*Given request*. Switch "stone block wall" to "masonry wall" in the material, everything from the line with "[[[199,13],[14,12],[14,237],[199,216]]]" down to the line with "[[[182,146],[154,143],[150,151],[151,215],[155,222],[181,222]]]", and give back only those lines with the rest unchanged.

*Input*.
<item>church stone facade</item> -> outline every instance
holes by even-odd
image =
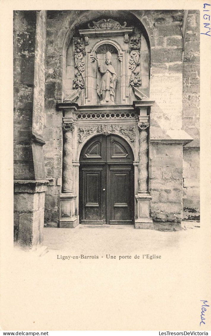
[[[199,13],[14,12],[14,237],[199,216]]]

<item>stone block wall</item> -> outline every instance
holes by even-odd
[[[56,227],[59,217],[62,167],[62,112],[56,111],[56,104],[62,97],[63,39],[61,41],[59,35],[64,25],[63,16],[62,12],[48,11],[43,150],[49,182],[45,194],[44,222],[46,226]]]
[[[183,60],[182,128],[194,138],[183,148],[183,217],[200,219],[200,12],[189,11]]]
[[[46,184],[46,181],[44,183]],[[14,187],[14,240],[19,246],[36,248],[43,239],[45,191],[43,181],[16,180]]]
[[[30,143],[32,126],[36,12],[14,12],[14,174],[35,178]]]
[[[45,11],[14,12],[14,238],[36,249],[43,240],[45,179],[42,146]]]
[[[182,146],[154,143],[150,151],[151,215],[155,222],[181,222]]]

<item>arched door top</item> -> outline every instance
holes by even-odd
[[[132,149],[123,138],[116,134],[95,135],[84,145],[79,161],[84,164],[93,162],[111,163],[132,163]]]

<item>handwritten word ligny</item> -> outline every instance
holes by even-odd
[[[211,6],[211,5],[209,4],[208,3],[204,3],[203,6],[203,8],[204,8],[203,11],[210,12],[211,7],[208,7],[209,6]],[[208,29],[208,30],[205,33],[201,33],[201,34],[203,35],[207,35],[208,36],[211,36],[211,32],[210,32],[211,28],[210,27],[210,24],[208,22],[208,21],[210,21],[210,13],[204,14],[203,15],[203,18],[205,20],[205,22],[203,23],[204,28],[205,29]]]

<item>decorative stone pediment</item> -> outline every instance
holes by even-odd
[[[140,28],[111,18],[87,26],[76,33],[68,51],[64,101],[123,105],[146,97],[149,51]]]
[[[121,28],[124,28],[127,25],[126,22],[124,23],[124,25],[121,26],[119,22],[115,21],[112,19],[102,19],[97,22],[92,21],[94,25],[91,27],[90,24],[88,24],[88,27],[90,29],[100,29],[103,28],[111,29],[116,28],[120,29]]]

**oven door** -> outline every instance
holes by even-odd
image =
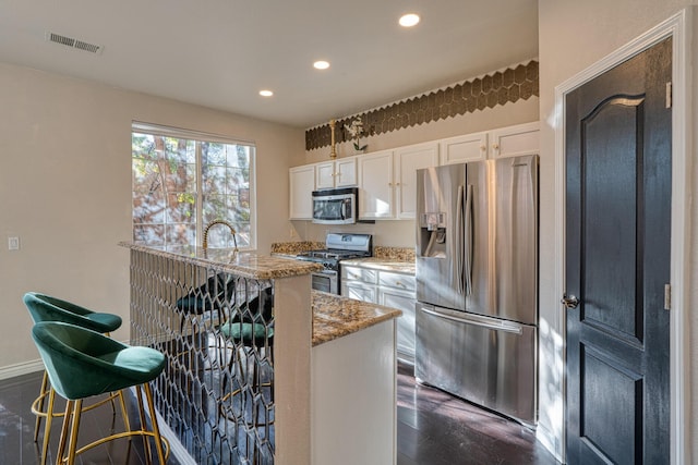
[[[327,292],[329,294],[339,294],[339,282],[337,271],[323,270],[311,276],[313,289],[316,291]]]

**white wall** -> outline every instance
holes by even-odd
[[[588,0],[582,2],[539,0],[539,57],[540,57],[540,115],[541,115],[541,257],[540,257],[540,310],[541,327],[549,329],[541,335],[541,427],[558,435],[562,450],[562,334],[555,331],[559,328],[561,306],[559,295],[554,293],[555,274],[554,244],[561,219],[554,216],[555,198],[564,195],[555,192],[556,163],[562,154],[555,154],[555,129],[553,127],[555,111],[555,86],[573,77],[597,61],[629,42],[642,33],[649,30],[662,21],[669,19],[685,5],[696,1],[682,0]],[[695,66],[695,64],[694,64]],[[694,85],[695,87],[695,85]],[[695,156],[695,152],[694,152]],[[694,180],[696,176],[694,175]],[[695,186],[695,183],[694,183]],[[698,218],[698,210],[694,206],[693,218]],[[698,270],[696,244],[698,237],[693,235],[693,248],[685,250],[691,258],[691,274]],[[693,281],[695,282],[695,278]],[[693,291],[690,308],[698,306],[698,296]],[[696,328],[698,314],[694,315],[690,326]],[[691,330],[690,340],[695,336]],[[690,371],[693,397],[696,399],[696,374],[698,371],[698,355],[696,344],[693,347],[691,365],[685,367]],[[695,412],[695,405],[689,403],[685,408]],[[691,430],[698,427],[696,415],[687,413],[694,418]],[[693,454],[698,456],[698,441],[688,432],[688,441],[693,443]]]
[[[27,291],[128,321],[129,252],[117,243],[131,238],[132,120],[254,142],[258,248],[286,238],[302,130],[7,64],[0,101],[0,377],[38,359]],[[15,235],[22,248],[9,252]],[[115,336],[128,340],[129,325]]]
[[[366,152],[385,150],[406,145],[419,144],[428,140],[453,137],[462,134],[477,133],[514,124],[538,121],[539,99],[518,100],[504,106],[486,108],[482,111],[467,113],[446,120],[440,120],[418,126],[407,127],[390,133],[372,136],[366,139]],[[362,139],[363,140],[363,139]],[[351,144],[338,144],[337,157],[352,155]],[[294,157],[293,166],[315,163],[329,159],[329,147],[322,147],[306,151],[304,156]],[[313,224],[310,221],[291,221],[287,240],[324,242],[327,232],[352,232],[373,234],[374,245],[394,247],[414,246],[413,220],[378,220],[375,224],[351,224],[344,227],[327,227]],[[292,232],[291,232],[292,231]]]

*Finished task*.
[[[199,13],[14,12],[14,237],[199,216]]]

<item>masonry wall</item> -> outline every instance
holes by even-odd
[[[56,227],[59,217],[62,167],[62,112],[56,111],[56,104],[62,97],[63,39],[61,41],[59,35],[64,25],[63,16],[62,12],[48,11],[43,150],[49,182],[45,194],[44,222],[46,226]]]
[[[183,60],[182,128],[194,138],[183,148],[183,217],[200,219],[200,12],[189,11]]]
[[[46,184],[46,181],[44,183]],[[14,187],[14,240],[19,246],[36,248],[43,239],[45,191],[43,181],[16,180]]]
[[[30,143],[32,126],[36,12],[14,12],[14,174],[35,178]]]
[[[45,11],[14,12],[14,238],[36,249],[43,240],[45,179],[42,146]]]
[[[182,146],[154,143],[150,151],[151,215],[155,222],[181,222]]]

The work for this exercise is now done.